Exercise prompt » Tally up the lines below that carry the word "after", answering with the figure alone.

++++++++++

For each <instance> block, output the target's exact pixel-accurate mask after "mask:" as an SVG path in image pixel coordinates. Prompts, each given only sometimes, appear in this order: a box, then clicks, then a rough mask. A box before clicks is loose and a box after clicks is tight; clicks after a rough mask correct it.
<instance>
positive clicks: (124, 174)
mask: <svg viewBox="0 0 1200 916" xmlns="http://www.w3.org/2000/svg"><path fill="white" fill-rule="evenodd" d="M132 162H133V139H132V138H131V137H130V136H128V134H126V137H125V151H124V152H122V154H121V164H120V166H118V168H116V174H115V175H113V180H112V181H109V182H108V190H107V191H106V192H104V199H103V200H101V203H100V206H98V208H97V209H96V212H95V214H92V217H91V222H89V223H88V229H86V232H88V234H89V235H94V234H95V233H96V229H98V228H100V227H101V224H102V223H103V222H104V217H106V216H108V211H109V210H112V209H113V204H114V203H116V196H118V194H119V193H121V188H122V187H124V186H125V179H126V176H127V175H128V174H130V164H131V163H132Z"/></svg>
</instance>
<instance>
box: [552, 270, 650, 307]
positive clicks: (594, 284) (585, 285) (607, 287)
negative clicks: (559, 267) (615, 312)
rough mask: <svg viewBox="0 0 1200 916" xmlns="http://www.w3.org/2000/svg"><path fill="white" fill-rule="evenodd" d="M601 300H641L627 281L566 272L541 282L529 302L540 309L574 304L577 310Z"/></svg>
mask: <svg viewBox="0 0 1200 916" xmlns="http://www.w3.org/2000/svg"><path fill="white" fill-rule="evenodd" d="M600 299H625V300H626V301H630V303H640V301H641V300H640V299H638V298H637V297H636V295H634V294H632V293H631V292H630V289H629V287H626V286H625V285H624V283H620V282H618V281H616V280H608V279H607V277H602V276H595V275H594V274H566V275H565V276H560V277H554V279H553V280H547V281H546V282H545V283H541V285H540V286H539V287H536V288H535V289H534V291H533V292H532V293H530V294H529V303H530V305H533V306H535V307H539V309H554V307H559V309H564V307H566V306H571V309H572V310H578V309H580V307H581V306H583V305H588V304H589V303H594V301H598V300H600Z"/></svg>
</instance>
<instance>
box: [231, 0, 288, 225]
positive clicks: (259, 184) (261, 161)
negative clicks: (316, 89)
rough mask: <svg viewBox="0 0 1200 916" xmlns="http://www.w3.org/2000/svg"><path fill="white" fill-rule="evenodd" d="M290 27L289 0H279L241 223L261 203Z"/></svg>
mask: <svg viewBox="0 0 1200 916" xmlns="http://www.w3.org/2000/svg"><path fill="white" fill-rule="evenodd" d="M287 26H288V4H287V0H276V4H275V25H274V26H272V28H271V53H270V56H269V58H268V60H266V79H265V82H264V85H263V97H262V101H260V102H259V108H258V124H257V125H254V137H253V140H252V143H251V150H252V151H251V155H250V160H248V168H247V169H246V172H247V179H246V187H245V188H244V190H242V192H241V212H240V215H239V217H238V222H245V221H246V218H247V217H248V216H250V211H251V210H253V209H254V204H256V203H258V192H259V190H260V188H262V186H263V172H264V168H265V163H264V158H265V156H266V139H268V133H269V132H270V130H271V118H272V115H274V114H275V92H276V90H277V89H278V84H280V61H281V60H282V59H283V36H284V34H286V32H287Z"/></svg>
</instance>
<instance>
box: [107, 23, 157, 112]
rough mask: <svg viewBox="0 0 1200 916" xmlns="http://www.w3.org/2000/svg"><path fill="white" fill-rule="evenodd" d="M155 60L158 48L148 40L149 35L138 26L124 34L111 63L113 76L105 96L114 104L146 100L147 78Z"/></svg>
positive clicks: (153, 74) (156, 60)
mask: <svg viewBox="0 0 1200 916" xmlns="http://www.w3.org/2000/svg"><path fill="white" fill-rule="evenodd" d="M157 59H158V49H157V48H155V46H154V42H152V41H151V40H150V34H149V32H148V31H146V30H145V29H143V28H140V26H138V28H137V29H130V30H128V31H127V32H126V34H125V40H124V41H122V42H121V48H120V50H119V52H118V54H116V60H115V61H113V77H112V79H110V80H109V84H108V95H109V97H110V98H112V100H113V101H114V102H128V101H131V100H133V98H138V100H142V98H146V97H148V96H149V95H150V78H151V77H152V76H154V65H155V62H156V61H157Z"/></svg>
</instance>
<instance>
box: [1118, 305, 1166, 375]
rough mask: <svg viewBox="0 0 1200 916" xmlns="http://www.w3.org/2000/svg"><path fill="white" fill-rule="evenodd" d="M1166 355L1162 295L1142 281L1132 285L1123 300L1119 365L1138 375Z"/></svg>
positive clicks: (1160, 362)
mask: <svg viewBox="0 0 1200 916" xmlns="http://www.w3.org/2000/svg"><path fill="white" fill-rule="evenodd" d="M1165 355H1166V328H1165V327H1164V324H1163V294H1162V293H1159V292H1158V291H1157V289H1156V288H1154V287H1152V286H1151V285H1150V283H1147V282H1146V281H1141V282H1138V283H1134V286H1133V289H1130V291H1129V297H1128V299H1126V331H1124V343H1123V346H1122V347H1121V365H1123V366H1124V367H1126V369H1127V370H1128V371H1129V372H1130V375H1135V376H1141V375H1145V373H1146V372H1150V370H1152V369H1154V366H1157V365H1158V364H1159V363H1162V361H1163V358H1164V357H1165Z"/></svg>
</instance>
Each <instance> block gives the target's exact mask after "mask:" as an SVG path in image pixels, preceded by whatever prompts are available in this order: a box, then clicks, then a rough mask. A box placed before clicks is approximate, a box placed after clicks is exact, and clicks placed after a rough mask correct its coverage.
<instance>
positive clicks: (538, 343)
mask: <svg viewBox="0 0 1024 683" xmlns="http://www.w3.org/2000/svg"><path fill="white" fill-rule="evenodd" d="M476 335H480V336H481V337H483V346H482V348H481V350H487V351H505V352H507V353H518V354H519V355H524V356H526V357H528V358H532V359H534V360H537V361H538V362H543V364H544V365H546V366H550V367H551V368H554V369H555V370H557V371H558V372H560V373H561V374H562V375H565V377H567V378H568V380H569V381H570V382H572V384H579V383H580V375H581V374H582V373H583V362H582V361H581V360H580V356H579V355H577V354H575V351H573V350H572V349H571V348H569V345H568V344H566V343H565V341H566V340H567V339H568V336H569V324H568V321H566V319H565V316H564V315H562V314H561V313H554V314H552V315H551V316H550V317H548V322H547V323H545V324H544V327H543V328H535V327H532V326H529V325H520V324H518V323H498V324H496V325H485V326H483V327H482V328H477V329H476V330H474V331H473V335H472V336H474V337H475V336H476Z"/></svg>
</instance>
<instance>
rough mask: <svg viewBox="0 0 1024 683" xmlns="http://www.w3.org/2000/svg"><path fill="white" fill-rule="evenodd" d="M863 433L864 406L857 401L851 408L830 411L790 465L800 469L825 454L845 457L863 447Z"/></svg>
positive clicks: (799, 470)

++++++++++

Written answer » 2